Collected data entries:
- Opening Delimiter -

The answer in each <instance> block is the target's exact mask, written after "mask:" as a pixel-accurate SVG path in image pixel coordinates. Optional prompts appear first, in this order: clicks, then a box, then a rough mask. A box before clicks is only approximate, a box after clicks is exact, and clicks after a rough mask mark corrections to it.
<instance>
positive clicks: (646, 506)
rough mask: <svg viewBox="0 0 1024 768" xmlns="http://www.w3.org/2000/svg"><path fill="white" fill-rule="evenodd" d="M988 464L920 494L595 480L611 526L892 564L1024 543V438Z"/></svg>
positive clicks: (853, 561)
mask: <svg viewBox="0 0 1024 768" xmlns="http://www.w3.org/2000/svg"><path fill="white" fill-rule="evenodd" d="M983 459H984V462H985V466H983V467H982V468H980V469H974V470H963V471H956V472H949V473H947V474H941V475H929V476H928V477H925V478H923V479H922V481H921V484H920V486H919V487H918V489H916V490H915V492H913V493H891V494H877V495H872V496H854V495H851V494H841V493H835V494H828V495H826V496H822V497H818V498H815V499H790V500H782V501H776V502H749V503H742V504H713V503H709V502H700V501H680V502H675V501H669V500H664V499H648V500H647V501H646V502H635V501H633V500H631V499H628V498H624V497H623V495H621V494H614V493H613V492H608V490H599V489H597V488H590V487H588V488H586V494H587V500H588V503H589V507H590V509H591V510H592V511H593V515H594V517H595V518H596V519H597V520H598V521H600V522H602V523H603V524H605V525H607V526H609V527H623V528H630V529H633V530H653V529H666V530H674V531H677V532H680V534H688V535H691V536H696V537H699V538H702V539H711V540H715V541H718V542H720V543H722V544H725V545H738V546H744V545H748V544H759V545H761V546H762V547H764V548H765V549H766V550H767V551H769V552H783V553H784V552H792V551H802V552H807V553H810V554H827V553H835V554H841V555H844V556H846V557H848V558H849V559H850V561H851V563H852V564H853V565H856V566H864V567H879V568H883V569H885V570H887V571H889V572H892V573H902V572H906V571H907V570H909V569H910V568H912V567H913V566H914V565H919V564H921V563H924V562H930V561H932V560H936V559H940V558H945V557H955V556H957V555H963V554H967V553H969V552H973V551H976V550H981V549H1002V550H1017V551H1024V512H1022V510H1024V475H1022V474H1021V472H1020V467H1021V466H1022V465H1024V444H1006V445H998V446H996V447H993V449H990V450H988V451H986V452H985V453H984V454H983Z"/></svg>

- Closing Delimiter -
- Opening Delimiter -

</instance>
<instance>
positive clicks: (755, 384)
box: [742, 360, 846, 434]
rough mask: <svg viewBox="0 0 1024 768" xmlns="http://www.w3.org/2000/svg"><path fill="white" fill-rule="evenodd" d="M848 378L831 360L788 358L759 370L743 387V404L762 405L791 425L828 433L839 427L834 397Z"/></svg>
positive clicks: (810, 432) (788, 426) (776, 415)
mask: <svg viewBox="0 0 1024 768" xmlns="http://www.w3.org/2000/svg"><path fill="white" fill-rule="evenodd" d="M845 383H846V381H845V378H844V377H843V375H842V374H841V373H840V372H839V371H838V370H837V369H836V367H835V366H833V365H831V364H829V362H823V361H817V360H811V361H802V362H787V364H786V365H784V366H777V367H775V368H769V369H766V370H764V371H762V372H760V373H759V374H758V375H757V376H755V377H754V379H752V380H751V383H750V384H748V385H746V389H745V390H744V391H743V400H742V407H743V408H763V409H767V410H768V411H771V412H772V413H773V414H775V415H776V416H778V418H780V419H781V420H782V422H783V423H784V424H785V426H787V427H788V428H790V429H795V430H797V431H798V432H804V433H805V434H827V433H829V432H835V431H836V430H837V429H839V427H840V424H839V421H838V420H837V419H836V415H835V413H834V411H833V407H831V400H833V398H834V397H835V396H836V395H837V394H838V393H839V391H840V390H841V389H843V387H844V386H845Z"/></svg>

- Closing Delimiter -
- Opening Delimiter -

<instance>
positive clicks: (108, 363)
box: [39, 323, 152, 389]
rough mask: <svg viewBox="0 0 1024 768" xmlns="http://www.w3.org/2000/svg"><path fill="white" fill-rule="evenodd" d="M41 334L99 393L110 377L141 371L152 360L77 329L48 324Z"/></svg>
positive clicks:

- Closing Delimiter -

EXERCISE DIRECTIONS:
For this exercise, repeat exactly the lines of the data above from the one with "positive clicks: (755, 384)" down to the one with "378L831 360L788 358L759", both end lines included.

SOLUTION FOR THIS TASK:
positive clicks: (755, 384)
box: [742, 360, 846, 434]
rough mask: <svg viewBox="0 0 1024 768" xmlns="http://www.w3.org/2000/svg"><path fill="white" fill-rule="evenodd" d="M848 378L831 360L788 358L759 370L743 387V404L762 405L791 425L828 433L839 427L834 397Z"/></svg>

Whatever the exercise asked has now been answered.